_EXERCISE BRIEF_. For this exercise, output exactly the lines from the opening line of the listing through the line with "positive clicks: (716, 76)", skipping pictures.

_MATERIALS PROVIDED_.

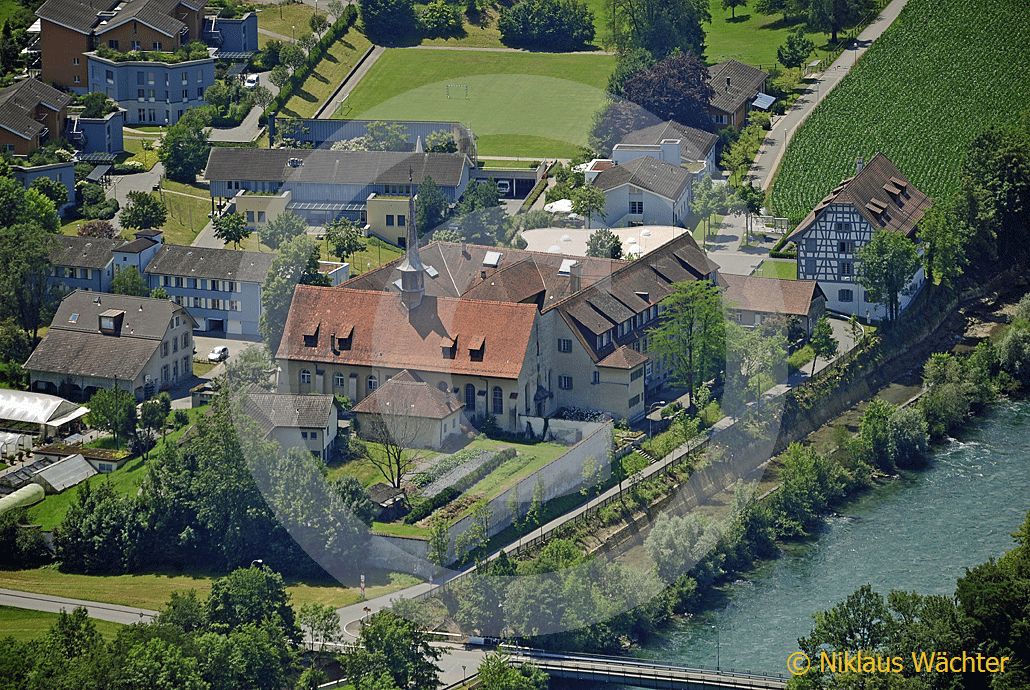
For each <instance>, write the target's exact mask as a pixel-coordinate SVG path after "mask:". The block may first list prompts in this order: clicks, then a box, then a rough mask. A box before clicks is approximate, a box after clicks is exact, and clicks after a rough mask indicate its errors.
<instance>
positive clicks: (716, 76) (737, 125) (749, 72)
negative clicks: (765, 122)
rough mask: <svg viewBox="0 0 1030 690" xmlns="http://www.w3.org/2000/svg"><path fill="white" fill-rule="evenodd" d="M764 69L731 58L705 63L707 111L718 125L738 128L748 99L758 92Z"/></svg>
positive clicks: (754, 98) (740, 122)
mask: <svg viewBox="0 0 1030 690" xmlns="http://www.w3.org/2000/svg"><path fill="white" fill-rule="evenodd" d="M768 76H769V75H768V73H767V72H763V71H762V70H760V69H758V68H757V67H752V66H751V65H745V64H744V63H742V62H737V61H735V60H727V61H726V62H723V63H719V64H717V65H712V66H711V67H709V78H710V81H709V82H710V84H711V85H712V91H713V95H712V101H711V104H710V108H709V112H710V114H711V115H712V119H713V122H715V124H716V125H717V126H720V127H726V126H729V127H733V128H735V129H742V128H743V127H744V126H745V125H746V124H747V118H748V111H749V110H750V109H751V103H752V102H753V101H754V100H755V98H756V97H757V96H758V94H760V93H761V92H762V89H763V88H764V87H765V80H766V79H768Z"/></svg>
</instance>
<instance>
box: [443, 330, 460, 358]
mask: <svg viewBox="0 0 1030 690" xmlns="http://www.w3.org/2000/svg"><path fill="white" fill-rule="evenodd" d="M440 353H441V354H442V355H443V357H444V359H453V358H454V357H455V355H456V354H457V336H453V337H451V336H444V337H442V338H441V339H440Z"/></svg>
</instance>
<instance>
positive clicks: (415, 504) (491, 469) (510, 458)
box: [404, 448, 516, 524]
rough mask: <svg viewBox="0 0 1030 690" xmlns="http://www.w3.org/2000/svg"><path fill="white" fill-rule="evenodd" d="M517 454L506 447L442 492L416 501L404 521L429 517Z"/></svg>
mask: <svg viewBox="0 0 1030 690" xmlns="http://www.w3.org/2000/svg"><path fill="white" fill-rule="evenodd" d="M515 455H516V452H515V449H514V448H505V449H504V450H502V451H501V452H499V453H496V454H494V456H493V457H491V458H490V459H488V460H487V461H486V462H483V463H482V464H481V465H479V467H478V468H476V469H475V470H473V471H472V472H470V473H469V474H467V475H466V476H465V477H462V478H461V479H459V480H457V481H456V482H454V483H453V484H451V485H450V486H448V487H447V488H446V489H444V490H443V491H441V492H440V493H438V494H436V495H435V496H432V497H430V498H426V499H425V501H420V502H418V503H416V504H415V506H414V507H413V508H412V509H411V512H410V513H408V515H407V516H405V518H404V521H405V522H406V523H408V524H415V523H416V522H418V521H419V520H422V519H424V518H427V517H428V516H431V515H433V513H434V512H435V511H437V510H439V509H441V508H443V507H444V506H446V505H447V504H449V503H450V502H452V501H454V499H455V498H457V497H458V496H459V495H461V493H464V492H465V491H467V490H468V489H469V488H471V487H472V486H474V485H475V484H476V482H478V481H479V480H481V479H482V478H483V477H486V476H487V475H488V474H490V473H491V472H493V471H494V470H496V469H497V468H499V467H501V464H502V463H503V462H506V461H508V460H510V459H512V458H513V457H515Z"/></svg>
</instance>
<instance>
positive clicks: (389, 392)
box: [352, 370, 465, 450]
mask: <svg viewBox="0 0 1030 690" xmlns="http://www.w3.org/2000/svg"><path fill="white" fill-rule="evenodd" d="M464 409H465V403H462V402H461V401H460V399H458V396H457V395H455V394H454V393H452V392H451V391H450V390H441V389H440V388H435V387H433V386H431V385H430V384H428V383H425V382H424V381H422V380H421V379H419V378H417V377H416V376H415V375H413V374H412V373H410V372H409V371H408V370H404V371H402V372H401V373H399V374H398V375H397V376H394V377H393V378H391V379H389V380H388V381H386V383H384V384H383V385H381V386H379V387H378V388H376V389H375V390H374V391H373V392H372V393H370V394H369V395H367V396H366V398H365V400H363V401H362V402H361V403H358V404H357V405H355V406H354V407H353V409H352V412H353V413H354V416H355V417H356V418H357V425H358V429H361V432H359V433H361V434H362V435H363V436H365V437H366V438H374V437H375V435H376V432H375V429H376V428H377V427H382V428H383V430H385V432H386V433H387V434H390V435H391V436H393V437H394V441H396V442H397V443H399V444H401V445H402V446H405V447H409V448H433V449H434V450H439V449H440V448H442V447H443V446H444V445H445V444H446V443H447V441H448V439H450V438H451V437H453V436H455V435H458V434H460V433H461V411H462V410H464Z"/></svg>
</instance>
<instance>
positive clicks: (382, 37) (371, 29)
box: [361, 0, 418, 45]
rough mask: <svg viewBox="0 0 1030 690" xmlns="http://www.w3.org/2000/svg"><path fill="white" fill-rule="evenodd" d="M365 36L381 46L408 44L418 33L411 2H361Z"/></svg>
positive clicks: (393, 1) (362, 22) (402, 0)
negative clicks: (397, 44)
mask: <svg viewBox="0 0 1030 690" xmlns="http://www.w3.org/2000/svg"><path fill="white" fill-rule="evenodd" d="M361 4H362V25H363V26H364V28H365V35H366V36H368V37H369V40H371V41H372V42H374V43H379V44H380V45H396V44H398V43H406V42H408V41H410V40H411V39H413V38H415V36H416V34H417V33H418V20H417V18H416V16H415V8H414V5H412V3H411V0H361Z"/></svg>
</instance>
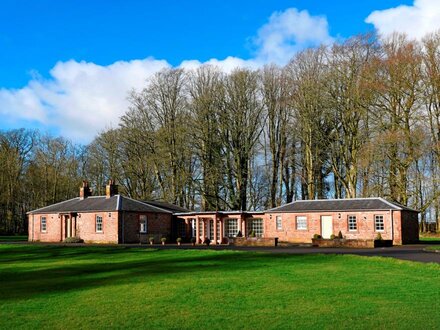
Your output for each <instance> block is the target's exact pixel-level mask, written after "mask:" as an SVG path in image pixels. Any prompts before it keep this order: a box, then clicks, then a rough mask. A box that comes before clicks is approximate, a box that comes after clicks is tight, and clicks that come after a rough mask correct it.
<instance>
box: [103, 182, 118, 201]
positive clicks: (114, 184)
mask: <svg viewBox="0 0 440 330" xmlns="http://www.w3.org/2000/svg"><path fill="white" fill-rule="evenodd" d="M117 194H118V186H117V185H116V184H115V182H114V181H113V180H111V179H110V180H109V181H108V185H107V186H105V197H106V198H110V197H112V196H114V195H117Z"/></svg>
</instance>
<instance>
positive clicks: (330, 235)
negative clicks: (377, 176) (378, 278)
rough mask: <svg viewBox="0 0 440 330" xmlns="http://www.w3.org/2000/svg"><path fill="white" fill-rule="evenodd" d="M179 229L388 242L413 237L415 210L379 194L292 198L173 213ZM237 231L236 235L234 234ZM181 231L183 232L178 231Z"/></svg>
mask: <svg viewBox="0 0 440 330" xmlns="http://www.w3.org/2000/svg"><path fill="white" fill-rule="evenodd" d="M174 216H175V220H174V221H176V222H177V223H179V227H180V228H186V229H182V231H181V232H182V233H183V232H185V235H186V236H191V237H195V238H196V242H197V243H202V242H203V240H204V238H209V239H210V240H211V241H212V243H213V244H220V243H222V242H227V241H228V240H230V239H233V238H234V237H237V235H240V234H241V235H243V236H249V235H250V234H251V232H252V233H253V234H254V235H255V236H257V237H264V238H278V241H279V242H290V243H310V242H311V241H312V238H313V236H314V235H315V234H317V235H320V236H322V237H323V238H330V237H331V236H332V235H335V236H336V235H338V234H339V232H341V234H342V235H343V236H344V237H345V238H347V239H355V240H374V239H375V238H377V237H378V235H379V234H380V236H381V237H382V239H384V240H392V241H393V244H394V245H400V244H407V243H413V242H417V241H418V240H419V223H418V211H416V210H413V209H410V208H407V207H405V206H402V205H399V204H397V203H393V202H389V201H387V200H385V199H383V198H356V199H339V200H311V201H295V202H292V203H289V204H286V205H283V206H280V207H277V208H273V209H270V210H267V211H264V212H187V213H175V214H174ZM239 233H240V234H239ZM182 235H183V234H182Z"/></svg>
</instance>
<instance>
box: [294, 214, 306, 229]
mask: <svg viewBox="0 0 440 330" xmlns="http://www.w3.org/2000/svg"><path fill="white" fill-rule="evenodd" d="M296 229H297V230H307V217H304V216H301V217H296Z"/></svg>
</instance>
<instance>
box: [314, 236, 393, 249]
mask: <svg viewBox="0 0 440 330" xmlns="http://www.w3.org/2000/svg"><path fill="white" fill-rule="evenodd" d="M312 245H313V246H317V247H335V248H355V249H371V248H375V247H391V246H393V241H392V240H381V241H378V240H374V239H344V238H342V239H341V238H335V239H324V238H318V239H315V238H313V239H312Z"/></svg>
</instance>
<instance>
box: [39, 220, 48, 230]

_RESULT FOR THIS EXERCISE_.
For each <instance>, write the target's exact mask as a pixel-coordinate SVG path after "mask:". The block may first list prompts in this order: clicks, then a box, then a rough mask. A box before clicks is approximate, a box after clicks is exact, and clicks after a rough mask indicate its errors.
<instance>
positive clicks: (716, 76) (737, 125) (749, 72)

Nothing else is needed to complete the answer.